— START Information given —
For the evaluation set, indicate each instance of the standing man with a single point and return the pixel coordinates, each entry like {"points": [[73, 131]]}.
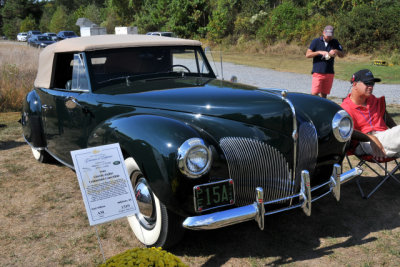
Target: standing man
{"points": [[323, 50]]}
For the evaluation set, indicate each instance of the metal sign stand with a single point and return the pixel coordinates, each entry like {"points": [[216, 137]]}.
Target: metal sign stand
{"points": [[101, 247]]}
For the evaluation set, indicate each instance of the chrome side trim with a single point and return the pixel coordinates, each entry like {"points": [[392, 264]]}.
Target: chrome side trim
{"points": [[250, 212]]}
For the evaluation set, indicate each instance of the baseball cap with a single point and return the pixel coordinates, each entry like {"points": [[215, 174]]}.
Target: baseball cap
{"points": [[364, 76], [328, 30]]}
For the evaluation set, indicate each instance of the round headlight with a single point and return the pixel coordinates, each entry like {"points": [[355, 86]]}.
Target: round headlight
{"points": [[194, 158], [342, 126]]}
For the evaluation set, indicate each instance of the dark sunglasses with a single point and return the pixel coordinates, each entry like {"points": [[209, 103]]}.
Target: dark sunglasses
{"points": [[369, 83]]}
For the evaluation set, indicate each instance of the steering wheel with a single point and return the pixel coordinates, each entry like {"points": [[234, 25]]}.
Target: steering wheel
{"points": [[181, 66]]}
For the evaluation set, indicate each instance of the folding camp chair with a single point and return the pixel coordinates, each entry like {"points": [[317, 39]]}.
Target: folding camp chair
{"points": [[368, 160]]}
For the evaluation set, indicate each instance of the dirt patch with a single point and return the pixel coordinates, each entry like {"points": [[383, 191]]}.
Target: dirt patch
{"points": [[44, 223]]}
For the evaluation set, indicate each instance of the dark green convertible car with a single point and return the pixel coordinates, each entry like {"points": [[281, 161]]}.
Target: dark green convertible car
{"points": [[202, 153]]}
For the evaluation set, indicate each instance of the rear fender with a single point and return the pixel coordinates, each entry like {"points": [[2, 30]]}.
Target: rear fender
{"points": [[31, 120], [153, 142]]}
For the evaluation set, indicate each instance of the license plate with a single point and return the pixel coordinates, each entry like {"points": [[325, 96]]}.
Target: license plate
{"points": [[213, 195]]}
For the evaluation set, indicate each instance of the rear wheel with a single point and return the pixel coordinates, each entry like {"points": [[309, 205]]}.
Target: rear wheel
{"points": [[154, 226]]}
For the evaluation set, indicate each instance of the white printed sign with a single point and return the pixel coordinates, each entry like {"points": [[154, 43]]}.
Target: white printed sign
{"points": [[105, 185]]}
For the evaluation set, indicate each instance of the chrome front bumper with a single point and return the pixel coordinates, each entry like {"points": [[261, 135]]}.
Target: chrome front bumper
{"points": [[256, 211]]}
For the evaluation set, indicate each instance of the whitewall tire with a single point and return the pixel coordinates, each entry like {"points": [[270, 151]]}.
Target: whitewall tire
{"points": [[154, 226]]}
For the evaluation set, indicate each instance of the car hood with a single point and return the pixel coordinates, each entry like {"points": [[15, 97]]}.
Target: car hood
{"points": [[208, 97]]}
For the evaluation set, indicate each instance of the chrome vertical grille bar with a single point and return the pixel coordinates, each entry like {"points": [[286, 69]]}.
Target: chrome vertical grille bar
{"points": [[308, 148]]}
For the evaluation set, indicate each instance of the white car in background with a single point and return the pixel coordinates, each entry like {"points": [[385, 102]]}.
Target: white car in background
{"points": [[21, 37]]}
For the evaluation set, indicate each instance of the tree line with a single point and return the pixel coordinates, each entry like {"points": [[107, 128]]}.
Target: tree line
{"points": [[361, 25]]}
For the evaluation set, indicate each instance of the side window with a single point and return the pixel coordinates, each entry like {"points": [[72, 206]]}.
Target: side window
{"points": [[79, 78]]}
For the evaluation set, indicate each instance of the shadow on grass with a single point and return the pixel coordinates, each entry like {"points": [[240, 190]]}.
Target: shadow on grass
{"points": [[292, 236], [4, 145]]}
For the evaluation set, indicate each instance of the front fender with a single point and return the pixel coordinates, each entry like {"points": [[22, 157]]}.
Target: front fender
{"points": [[31, 120], [153, 142]]}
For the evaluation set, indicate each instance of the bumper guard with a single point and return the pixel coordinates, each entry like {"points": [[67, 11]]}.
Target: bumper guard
— END Information given —
__Short problem__. Please recast the part of the listing above, from the line containing "For the evaluation set, indicate each instance of the whitewall" through the end of the listing, as a Markdown table with the columns Row and Line. Give each line its own numbered row and leave out blank lines.

__Solution for this task__.
| Row | Line |
|---|---|
| 1 | For the evaluation set, indicate each instance of the whitewall tire with a single point and return the pixel coordinates, each entry like {"points": [[270, 151]]}. |
| 2 | Target: whitewall tire |
| 3 | {"points": [[154, 226]]} |
| 4 | For the evaluation set, indicate each instance of the car hood with a single point and return the pixel coordinates, each entry like {"points": [[15, 97]]}. |
| 5 | Target: car hood |
| 6 | {"points": [[208, 97]]} |
| 7 | For the evaluation set, indicate each instance of the chrome vertical grille bar with a single point and return the pixel coordinates, each entry like {"points": [[286, 69]]}. |
| 8 | Target: chrome vertical grille bar |
| 9 | {"points": [[308, 148]]} |
| 10 | For the evaluation set, indicate each instance of the white car in background with a single point and return the pixel coordinates, each entry like {"points": [[385, 102]]}. |
| 11 | Target: white car in background |
| 12 | {"points": [[21, 37]]} |
| 13 | For the evaluation set, indicate each instance of the tree line with a single point and return the pixel coordinates, each entry like {"points": [[107, 128]]}. |
| 14 | Target: tree line |
| 15 | {"points": [[361, 25]]} |
| 16 | For the evaluation set, indicate each instance of the side window with a single point and return the pixel coordinates, each entry like {"points": [[72, 206]]}. |
| 17 | Target: side window |
| 18 | {"points": [[79, 78]]} |
| 19 | For the evaluation set, indicate each instance of the shadow on grass with a single point and return the pixel coordinates, each entry like {"points": [[240, 190]]}. |
| 20 | Target: shadow on grass |
| 21 | {"points": [[292, 236], [4, 145]]} |
| 22 | For the evaluation set, indicate each instance of the front fender with a single point and return the pixel coordinates, each entry like {"points": [[22, 157]]}. |
| 23 | Target: front fender |
| 24 | {"points": [[31, 120], [153, 142]]} |
| 25 | For the evaluation set, indicate each instance of the bumper guard with a single point and return the pixel coordinates, each entry like {"points": [[67, 11]]}. |
| 26 | Target: bumper guard |